GIVEN REQUEST
Give a verbatim quotation of every record.

-- BEGIN DATA SHOWN --

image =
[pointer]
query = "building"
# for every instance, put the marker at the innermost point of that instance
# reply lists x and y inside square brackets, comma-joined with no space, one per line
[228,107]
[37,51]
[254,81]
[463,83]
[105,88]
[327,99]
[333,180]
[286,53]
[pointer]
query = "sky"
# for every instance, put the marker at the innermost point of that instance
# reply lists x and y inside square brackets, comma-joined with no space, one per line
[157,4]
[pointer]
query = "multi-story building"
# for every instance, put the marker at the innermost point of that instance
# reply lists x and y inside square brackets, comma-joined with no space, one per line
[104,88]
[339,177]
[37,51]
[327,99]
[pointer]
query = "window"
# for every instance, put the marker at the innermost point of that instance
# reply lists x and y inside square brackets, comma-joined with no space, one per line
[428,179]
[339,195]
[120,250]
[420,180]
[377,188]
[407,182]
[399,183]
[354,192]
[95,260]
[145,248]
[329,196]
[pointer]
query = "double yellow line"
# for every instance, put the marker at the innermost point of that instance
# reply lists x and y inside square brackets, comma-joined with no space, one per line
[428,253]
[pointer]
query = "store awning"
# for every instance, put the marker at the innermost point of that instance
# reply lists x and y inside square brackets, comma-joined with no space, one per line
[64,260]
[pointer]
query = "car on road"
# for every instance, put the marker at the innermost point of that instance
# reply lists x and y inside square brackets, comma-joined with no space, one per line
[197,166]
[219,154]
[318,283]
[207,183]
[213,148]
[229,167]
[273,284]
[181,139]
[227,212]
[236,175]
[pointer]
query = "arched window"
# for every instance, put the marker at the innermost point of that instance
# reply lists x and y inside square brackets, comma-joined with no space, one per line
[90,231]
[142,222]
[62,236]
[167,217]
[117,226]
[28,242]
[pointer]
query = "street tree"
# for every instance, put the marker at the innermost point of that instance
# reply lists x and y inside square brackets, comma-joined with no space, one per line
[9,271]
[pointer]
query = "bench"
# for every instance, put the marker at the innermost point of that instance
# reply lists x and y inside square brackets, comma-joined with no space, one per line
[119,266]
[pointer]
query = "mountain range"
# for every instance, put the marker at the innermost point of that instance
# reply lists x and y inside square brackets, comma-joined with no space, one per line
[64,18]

-- END DATA SHOWN --

FINAL ANSWER
image =
[pointer]
query = "building"
# for every instance, put the marker at the innermost point of that instance
# reply lists x and y inside square brackets, comma-joined with no space, one per line
[228,107]
[37,51]
[254,81]
[463,83]
[105,88]
[327,99]
[333,180]
[286,53]
[pointer]
query = "sky"
# for every instance, put the marker at the innermost point of that instance
# reply lists x and y inside square brackets, comma-joined with no space, one per line
[157,4]
[pointer]
query = "multi-story building"
# for every instance, put the marker at the innermost point of that instance
# reply lists x and y inside square brackets, comma-joined with no space, one per line
[104,88]
[339,177]
[37,51]
[327,99]
[pointer]
query = "window"
# for every instance, put the marker at the innermost point of that instance
# reply lists x and y inside square brackets, comma-joined with no space, one per line
[428,179]
[339,195]
[120,250]
[420,180]
[377,188]
[407,182]
[399,183]
[354,192]
[95,260]
[145,248]
[329,196]
[pointer]
query = "double yellow line"
# for every instance, put the marker at the innermost point of that instance
# reply lists x and y inside square brackets, comma-joined with no space, one per line
[428,253]
[pointer]
query = "store awning"
# for every instance, put the marker at the innermost point of that instance
# reply lists x and y inside square brackets, comma-joined with no space, one per line
[64,260]
[pointer]
query = "car on road"
# for every instance, put the marker at the innermost point of that instance
# reply lists x and y inside square brackets, comma-joined with no space, one per line
[197,166]
[219,154]
[318,283]
[207,183]
[213,148]
[229,167]
[273,284]
[181,139]
[227,212]
[236,175]
[pointer]
query = "arched window"
# for every instance, put the marker at the innermost point of that instance
# reply lists x and y inside square brackets, comma-joined with no space, one per line
[90,231]
[142,222]
[62,236]
[167,217]
[117,226]
[28,242]
[pointer]
query = "street tree"
# for every instance, put the marker at the innermost point of that instance
# reply lists x and y inside square brackets, comma-joined with no space, one per line
[9,271]
[pointer]
query = "bench"
# for every instance, put the marker at the innermost point of that instance
# reply lists x and y inside square brackets, comma-joined with no space, one per line
[119,266]
[pointer]
query = "mountain range"
# for every instance, put the marker at the innermost point of that instance
# reply lists x and y inside square brackets, comma-joined with no space, one per line
[64,18]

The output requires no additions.